Activity: Find the line containing "of the distant" in the data below, then output that line and each one after it exactly, with nothing else.

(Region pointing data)
*** Block opens ***

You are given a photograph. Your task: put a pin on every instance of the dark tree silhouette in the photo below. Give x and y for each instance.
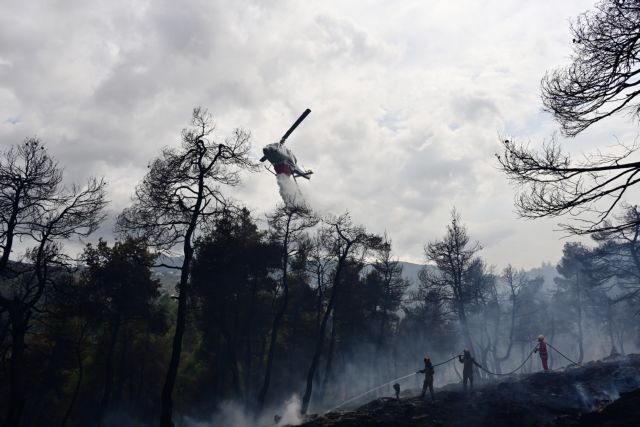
(36, 207)
(118, 286)
(601, 80)
(347, 239)
(288, 223)
(453, 257)
(179, 197)
(603, 77)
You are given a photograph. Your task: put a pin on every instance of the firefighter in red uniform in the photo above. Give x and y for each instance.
(544, 355)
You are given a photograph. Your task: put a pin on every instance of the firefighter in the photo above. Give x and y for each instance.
(428, 372)
(467, 370)
(542, 349)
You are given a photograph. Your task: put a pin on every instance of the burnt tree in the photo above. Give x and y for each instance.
(35, 207)
(602, 80)
(180, 196)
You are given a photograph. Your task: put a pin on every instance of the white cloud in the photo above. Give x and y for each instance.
(408, 99)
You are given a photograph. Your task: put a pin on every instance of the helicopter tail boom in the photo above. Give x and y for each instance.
(295, 125)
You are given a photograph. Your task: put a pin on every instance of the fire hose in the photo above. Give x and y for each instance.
(512, 372)
(383, 385)
(447, 361)
(560, 353)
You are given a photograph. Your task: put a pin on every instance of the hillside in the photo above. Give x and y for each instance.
(605, 392)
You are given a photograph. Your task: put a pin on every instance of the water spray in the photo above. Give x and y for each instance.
(369, 391)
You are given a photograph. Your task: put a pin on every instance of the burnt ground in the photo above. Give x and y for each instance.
(600, 393)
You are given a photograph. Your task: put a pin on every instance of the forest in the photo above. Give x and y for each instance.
(310, 306)
(198, 311)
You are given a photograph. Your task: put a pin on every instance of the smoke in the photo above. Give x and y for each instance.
(231, 413)
(289, 190)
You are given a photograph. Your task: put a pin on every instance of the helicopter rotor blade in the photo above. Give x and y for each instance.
(295, 125)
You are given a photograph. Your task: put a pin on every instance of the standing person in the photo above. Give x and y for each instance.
(428, 372)
(544, 354)
(467, 370)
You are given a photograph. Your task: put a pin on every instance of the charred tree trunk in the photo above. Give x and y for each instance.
(17, 397)
(279, 316)
(76, 390)
(330, 351)
(181, 317)
(108, 374)
(320, 338)
(580, 331)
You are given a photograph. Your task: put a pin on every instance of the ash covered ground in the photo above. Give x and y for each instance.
(599, 393)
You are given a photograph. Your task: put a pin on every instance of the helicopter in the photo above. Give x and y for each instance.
(282, 159)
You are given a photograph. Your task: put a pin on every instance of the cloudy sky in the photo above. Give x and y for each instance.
(408, 100)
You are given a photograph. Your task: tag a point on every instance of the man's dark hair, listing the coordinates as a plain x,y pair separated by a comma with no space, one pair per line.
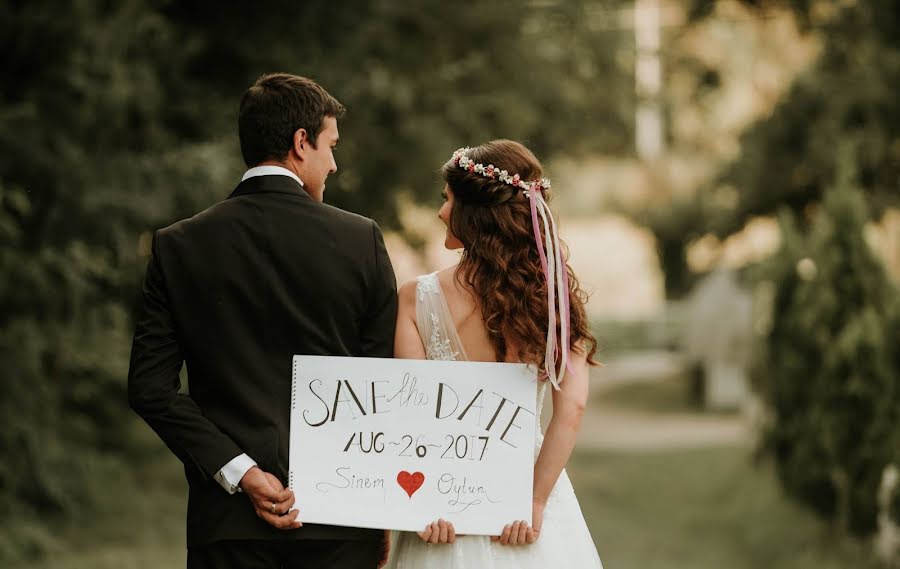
274,108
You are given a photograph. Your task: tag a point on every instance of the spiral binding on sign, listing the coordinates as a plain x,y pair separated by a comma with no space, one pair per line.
293,408
294,386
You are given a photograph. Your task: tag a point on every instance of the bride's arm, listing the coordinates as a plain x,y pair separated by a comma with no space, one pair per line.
559,440
407,343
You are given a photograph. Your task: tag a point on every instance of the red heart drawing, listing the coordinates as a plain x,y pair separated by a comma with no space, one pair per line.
410,482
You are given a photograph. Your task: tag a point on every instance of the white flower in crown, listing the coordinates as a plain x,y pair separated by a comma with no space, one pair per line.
490,171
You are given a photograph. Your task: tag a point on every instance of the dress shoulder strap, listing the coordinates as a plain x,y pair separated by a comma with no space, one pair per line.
435,324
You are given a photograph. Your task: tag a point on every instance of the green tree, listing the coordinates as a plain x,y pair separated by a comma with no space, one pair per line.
830,373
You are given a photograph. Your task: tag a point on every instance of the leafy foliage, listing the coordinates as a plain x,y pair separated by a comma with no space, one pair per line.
118,118
831,374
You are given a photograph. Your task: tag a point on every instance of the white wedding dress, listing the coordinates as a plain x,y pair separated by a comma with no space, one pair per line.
565,541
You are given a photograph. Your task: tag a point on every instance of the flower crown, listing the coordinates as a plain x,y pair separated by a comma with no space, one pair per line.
490,171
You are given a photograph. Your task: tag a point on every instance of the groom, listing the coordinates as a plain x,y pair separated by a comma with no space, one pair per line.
234,292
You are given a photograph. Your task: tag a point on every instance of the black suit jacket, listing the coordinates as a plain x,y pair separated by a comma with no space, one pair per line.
235,292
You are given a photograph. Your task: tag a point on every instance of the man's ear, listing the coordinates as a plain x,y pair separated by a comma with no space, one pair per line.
301,142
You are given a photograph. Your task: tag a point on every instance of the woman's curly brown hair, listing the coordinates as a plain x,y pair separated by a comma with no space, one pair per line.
500,264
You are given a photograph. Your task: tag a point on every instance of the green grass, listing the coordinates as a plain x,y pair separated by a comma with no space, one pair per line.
700,509
697,509
669,396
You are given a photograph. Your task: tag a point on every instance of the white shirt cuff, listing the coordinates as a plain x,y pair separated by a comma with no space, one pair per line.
230,475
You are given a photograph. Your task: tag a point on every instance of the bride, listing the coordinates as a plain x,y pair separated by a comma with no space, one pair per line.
507,300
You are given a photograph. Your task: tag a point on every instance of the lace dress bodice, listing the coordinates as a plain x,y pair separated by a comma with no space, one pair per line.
439,334
565,542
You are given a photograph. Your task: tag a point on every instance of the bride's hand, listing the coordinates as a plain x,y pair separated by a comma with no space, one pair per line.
520,533
440,531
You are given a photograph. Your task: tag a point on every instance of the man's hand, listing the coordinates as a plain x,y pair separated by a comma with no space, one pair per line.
385,549
439,531
270,499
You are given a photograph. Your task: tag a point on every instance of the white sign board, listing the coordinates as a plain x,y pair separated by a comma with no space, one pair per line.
397,444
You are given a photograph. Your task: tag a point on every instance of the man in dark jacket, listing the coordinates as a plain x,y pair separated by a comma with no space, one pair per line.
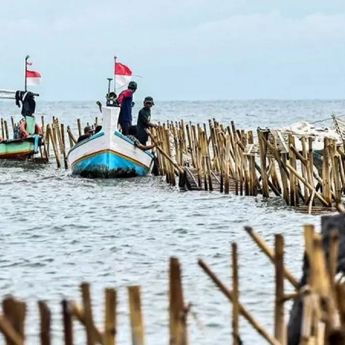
125,101
144,120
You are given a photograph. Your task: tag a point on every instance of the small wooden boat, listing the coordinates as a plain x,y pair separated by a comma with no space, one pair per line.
108,153
27,139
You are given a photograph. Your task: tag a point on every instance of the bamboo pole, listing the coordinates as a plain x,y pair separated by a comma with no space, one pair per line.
67,322
79,127
270,254
80,315
177,311
52,139
110,317
136,317
2,129
243,311
45,316
12,324
279,322
236,340
87,307
12,337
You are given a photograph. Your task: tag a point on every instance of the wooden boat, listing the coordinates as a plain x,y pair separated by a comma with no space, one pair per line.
108,153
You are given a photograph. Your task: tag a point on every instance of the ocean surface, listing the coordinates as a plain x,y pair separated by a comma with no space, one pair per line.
57,230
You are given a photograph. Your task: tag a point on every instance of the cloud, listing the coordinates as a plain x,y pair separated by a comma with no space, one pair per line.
265,47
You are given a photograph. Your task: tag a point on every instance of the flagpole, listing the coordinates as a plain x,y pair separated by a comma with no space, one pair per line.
26,70
115,57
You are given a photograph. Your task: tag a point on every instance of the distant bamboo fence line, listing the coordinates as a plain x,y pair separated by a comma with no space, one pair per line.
322,316
215,157
222,158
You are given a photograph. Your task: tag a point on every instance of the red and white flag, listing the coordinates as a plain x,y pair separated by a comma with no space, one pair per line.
33,77
123,75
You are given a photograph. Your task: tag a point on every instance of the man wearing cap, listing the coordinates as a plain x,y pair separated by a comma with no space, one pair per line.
144,120
125,100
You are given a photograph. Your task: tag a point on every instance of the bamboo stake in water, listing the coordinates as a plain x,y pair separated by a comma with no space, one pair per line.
279,322
67,323
45,316
236,340
110,317
243,311
178,323
136,317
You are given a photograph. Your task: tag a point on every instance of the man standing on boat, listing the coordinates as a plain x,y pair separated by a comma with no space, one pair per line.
125,100
144,120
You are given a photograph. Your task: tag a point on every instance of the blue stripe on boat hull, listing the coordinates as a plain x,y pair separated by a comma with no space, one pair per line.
108,164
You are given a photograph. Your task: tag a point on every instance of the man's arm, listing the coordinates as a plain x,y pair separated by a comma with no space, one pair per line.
123,95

*** Block closes ***

Answer space:
You are given a photograph. Your task: tag a point on every instance of the distant bamboo fence line, listing the coordinates as a plain x,y pair separated by a comma with no space, one pair per line.
322,316
215,157
222,158
You are given a photograph. Your task: tag a point on every instance of the red and white flag, listing the coordinates as a plain x,y pair separated by a comma with no space, one pair per line.
33,77
123,75
You are given a photograph. Your task: tag a point on every instance of the man wearing cap, listing the coordinates as a plain x,y pair separated by a comma with no space, one pair per line.
144,120
125,100
You are given a photograph. Your task: tag a point on every instance of the bamboo stake in water, listing the coordinates as a plain x,y pair separated by a comma with no space, one pair per line.
279,322
67,323
45,316
236,340
110,317
243,311
178,323
136,317
You are given a photograph. Your task: tag a point on every instance of the man standing on boat, listing the coordinates as a plain x,y pair separated by a comma with no space, one pair per line.
125,100
144,120
You are given a photograph. Your task: tag a point on every instance of the blue stripe on boat hull, listing the coordinates as a plain x,y pair separated by a comma with no space, one pair per line.
108,164
You are given a photograph. Your task: tag a point on every instance of the man's arm, listing the coordinates as a plain x,y pair separated by a comma with no space, one pair per line.
123,95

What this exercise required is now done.